[REQUIREMENT] Rewrite the material below, substituting "gravel lot" for every occurrence of "dirt lot" and leaving all other text untouched. Omit the pictures from your output.

[INPUT RECORDS]
** start **
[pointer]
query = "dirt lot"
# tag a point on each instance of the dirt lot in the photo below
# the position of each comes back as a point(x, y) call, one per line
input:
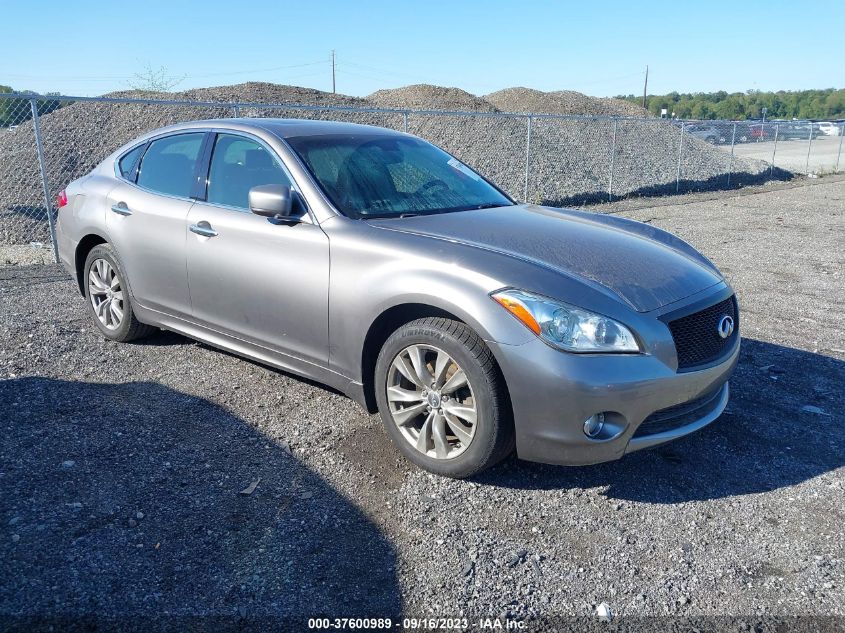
point(122, 466)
** end **
[THE COMPLETED TASK]
[pointer]
query = "gravel lot"
# tag a point on each instance of the gravel lot in the photo below
# the position of each comes back as a point(x, y) call, one per line
input:
point(122, 466)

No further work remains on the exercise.